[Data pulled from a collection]
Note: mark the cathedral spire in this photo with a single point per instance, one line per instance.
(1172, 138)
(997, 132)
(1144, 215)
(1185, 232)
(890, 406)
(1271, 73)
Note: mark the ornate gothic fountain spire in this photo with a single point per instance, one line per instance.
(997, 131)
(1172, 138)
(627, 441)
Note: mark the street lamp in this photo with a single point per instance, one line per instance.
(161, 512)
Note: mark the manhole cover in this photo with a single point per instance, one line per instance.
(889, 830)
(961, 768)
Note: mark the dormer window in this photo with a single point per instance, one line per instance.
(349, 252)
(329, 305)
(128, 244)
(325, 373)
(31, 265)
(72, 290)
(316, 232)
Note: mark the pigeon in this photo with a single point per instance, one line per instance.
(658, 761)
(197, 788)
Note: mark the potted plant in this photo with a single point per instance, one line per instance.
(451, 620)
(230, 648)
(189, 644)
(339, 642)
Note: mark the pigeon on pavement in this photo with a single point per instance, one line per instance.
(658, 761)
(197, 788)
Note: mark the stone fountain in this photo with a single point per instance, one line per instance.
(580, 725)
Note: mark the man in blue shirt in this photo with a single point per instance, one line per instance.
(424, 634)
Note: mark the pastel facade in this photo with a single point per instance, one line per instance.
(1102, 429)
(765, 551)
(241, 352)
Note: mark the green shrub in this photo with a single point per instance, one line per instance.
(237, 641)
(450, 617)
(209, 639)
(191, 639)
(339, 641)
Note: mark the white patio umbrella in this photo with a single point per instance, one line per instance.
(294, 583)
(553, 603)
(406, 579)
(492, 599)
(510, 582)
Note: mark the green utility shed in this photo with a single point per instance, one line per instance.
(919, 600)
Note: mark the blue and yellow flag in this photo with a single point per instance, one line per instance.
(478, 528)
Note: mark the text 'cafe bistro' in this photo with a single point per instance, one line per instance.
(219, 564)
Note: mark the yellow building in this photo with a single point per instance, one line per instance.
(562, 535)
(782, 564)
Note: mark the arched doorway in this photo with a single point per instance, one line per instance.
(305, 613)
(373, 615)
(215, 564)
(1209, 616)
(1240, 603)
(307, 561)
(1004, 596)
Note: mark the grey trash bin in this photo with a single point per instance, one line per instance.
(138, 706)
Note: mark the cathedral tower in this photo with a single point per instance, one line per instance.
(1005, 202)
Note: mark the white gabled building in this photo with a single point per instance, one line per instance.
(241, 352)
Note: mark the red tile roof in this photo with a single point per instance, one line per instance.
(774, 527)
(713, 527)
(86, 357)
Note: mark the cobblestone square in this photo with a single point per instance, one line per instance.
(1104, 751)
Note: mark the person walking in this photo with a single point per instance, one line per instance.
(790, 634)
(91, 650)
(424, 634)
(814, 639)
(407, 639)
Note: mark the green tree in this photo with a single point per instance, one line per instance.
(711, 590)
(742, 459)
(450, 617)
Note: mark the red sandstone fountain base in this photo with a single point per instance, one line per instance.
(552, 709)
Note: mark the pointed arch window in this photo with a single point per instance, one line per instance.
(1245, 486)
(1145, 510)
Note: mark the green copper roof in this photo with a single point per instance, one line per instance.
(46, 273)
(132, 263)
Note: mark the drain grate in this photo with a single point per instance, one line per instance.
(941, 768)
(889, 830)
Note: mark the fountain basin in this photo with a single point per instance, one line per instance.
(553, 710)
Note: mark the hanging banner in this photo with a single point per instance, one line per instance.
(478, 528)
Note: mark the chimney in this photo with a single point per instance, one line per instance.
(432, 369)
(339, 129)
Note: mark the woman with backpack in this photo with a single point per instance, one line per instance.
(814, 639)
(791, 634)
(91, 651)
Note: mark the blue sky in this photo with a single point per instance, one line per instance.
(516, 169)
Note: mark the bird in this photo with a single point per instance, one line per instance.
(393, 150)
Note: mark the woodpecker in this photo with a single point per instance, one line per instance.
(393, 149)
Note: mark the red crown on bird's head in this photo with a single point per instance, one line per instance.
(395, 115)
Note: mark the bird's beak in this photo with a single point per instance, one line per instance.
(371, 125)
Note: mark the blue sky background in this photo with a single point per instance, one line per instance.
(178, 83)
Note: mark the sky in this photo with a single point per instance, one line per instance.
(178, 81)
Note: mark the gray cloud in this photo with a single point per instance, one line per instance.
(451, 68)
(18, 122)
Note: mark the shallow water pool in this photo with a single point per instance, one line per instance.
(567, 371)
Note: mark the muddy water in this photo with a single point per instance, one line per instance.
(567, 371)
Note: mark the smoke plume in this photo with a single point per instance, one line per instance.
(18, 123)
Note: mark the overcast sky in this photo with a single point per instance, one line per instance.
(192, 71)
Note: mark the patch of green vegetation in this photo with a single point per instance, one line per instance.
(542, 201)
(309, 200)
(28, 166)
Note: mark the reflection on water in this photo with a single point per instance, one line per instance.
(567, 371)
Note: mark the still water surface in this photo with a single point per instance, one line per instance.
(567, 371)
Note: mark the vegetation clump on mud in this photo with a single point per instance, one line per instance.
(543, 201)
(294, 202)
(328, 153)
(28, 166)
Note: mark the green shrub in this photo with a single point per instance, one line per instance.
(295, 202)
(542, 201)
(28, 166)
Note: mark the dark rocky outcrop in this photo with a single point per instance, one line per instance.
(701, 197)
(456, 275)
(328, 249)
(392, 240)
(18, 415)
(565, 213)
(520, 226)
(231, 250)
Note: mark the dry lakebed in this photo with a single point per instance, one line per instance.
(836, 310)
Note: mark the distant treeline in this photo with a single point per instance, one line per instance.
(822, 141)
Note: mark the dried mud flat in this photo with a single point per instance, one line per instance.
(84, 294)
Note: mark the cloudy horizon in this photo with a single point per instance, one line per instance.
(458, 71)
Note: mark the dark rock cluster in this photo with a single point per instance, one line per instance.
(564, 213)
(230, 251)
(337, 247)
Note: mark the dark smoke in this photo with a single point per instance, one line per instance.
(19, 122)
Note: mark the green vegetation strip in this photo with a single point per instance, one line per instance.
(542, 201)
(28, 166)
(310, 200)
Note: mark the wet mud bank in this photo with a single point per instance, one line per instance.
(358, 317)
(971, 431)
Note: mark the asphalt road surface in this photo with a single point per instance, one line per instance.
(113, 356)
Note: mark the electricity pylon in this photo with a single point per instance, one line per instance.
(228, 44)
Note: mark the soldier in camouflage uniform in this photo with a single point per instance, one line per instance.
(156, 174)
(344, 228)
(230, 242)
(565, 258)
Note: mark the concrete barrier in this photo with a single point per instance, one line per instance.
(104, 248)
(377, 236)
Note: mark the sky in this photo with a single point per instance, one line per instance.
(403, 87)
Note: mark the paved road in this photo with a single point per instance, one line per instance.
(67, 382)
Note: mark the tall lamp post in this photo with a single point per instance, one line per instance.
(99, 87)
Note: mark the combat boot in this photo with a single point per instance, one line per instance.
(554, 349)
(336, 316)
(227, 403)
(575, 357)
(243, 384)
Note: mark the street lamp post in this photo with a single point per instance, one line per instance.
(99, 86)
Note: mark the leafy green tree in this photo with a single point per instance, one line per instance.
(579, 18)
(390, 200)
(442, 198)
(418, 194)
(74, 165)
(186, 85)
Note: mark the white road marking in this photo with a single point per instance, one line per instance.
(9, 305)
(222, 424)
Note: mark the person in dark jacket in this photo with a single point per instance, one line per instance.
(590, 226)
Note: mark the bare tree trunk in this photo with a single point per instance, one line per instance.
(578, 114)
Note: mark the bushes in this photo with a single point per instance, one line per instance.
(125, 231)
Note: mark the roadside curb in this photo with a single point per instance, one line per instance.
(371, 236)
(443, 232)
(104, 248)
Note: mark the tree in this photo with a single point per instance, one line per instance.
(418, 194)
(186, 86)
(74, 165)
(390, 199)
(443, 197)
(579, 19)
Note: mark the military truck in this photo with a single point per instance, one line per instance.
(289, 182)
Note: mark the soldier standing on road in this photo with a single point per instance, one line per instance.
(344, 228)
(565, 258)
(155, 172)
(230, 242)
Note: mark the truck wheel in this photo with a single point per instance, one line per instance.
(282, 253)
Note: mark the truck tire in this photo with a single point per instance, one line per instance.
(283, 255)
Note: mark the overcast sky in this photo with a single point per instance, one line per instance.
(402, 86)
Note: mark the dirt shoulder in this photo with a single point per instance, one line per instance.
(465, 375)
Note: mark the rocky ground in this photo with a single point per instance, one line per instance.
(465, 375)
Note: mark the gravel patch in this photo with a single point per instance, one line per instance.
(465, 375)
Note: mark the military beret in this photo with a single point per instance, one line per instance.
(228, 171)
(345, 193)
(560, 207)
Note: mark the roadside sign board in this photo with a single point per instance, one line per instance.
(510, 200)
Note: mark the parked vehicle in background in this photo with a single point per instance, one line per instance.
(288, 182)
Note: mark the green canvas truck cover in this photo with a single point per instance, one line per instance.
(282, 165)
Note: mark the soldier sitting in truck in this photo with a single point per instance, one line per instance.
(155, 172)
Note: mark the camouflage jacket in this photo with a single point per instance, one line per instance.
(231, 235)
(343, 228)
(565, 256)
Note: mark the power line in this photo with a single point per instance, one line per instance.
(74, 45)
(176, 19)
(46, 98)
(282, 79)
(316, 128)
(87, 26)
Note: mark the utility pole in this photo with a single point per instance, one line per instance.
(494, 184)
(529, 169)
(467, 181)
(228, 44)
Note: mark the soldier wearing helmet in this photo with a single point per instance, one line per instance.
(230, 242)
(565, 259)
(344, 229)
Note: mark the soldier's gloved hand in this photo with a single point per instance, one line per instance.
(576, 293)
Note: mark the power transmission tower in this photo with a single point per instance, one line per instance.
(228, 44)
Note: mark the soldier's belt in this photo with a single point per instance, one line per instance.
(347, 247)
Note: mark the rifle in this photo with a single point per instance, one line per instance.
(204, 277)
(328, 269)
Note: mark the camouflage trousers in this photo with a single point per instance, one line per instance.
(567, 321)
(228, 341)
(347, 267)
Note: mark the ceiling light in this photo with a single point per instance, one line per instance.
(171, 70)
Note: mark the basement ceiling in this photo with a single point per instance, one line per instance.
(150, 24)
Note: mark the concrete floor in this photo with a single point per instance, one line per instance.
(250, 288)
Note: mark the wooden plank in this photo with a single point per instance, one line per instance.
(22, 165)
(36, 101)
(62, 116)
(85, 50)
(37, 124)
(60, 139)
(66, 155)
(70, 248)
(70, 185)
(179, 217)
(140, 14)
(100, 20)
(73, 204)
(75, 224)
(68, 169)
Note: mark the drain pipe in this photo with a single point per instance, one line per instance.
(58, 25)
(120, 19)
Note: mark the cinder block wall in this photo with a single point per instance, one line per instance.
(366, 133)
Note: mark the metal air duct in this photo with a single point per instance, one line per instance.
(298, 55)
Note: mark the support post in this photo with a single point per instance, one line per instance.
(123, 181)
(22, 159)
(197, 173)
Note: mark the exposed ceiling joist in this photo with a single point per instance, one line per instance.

EXERCISE DETAILS
Please rewrite the listing above, starting at the line that has "Note: mark the rifle" and continuing through the end of the listing, keeping the note lines as they are. Shift every coordinate in the answers by adding 57 to it.

CORRECT RESPONSE
Note: mark the rifle in this photo with a single point per instance, one line per instance.
(261, 334)
(385, 326)
Note: mark the camouflage trousers in this photo with a single point per instance, one line per instance.
(624, 378)
(285, 398)
(404, 324)
Note: mark the ceiling light in this photo with a single point per instance, one line per instance.
(228, 127)
Note: mark the basement ceiling in this photo with a single point per instance, one line per instance.
(207, 81)
Note: mark the concrete floor in this photo with a single point per instance, one line per instance.
(307, 345)
Note: mark the wooden plank in this photo with a single point per instance, one line per instance.
(79, 222)
(93, 158)
(119, 173)
(142, 107)
(94, 181)
(117, 196)
(123, 212)
(127, 305)
(127, 242)
(236, 274)
(197, 71)
(157, 77)
(130, 261)
(132, 281)
(125, 226)
Note: mark the drain pipe in this photo with a single point per instance, one line per instance.
(115, 82)
(177, 76)
Note: mark the cinder block wall in this photo with a single point per instance, one line per instance.
(423, 190)
Note: mark the metal air duct in this photo with a single point per instance, one line per instance.
(355, 112)
Note: mark the support post in this photo with a single point per instance, one line per instance.
(180, 238)
(79, 216)
(254, 230)
Note: mark the exposed ceiling joist in this photo with a single point per instance, one line per instance.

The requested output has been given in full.